> Exercise instructions
Copy out the following items line by line, with no changes.

Named-object pointing items

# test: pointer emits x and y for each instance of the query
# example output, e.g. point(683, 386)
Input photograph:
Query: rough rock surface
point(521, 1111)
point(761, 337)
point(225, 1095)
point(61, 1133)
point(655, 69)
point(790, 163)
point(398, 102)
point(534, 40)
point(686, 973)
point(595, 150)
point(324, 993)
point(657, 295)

> Full solution
# test: pointer emits x and y for each instance of the query
# example output, e.g. point(683, 386)
Input photograph:
Query: rough rock surface
point(521, 1111)
point(761, 337)
point(225, 1095)
point(61, 1133)
point(655, 69)
point(790, 163)
point(398, 102)
point(534, 40)
point(686, 973)
point(595, 150)
point(324, 993)
point(657, 295)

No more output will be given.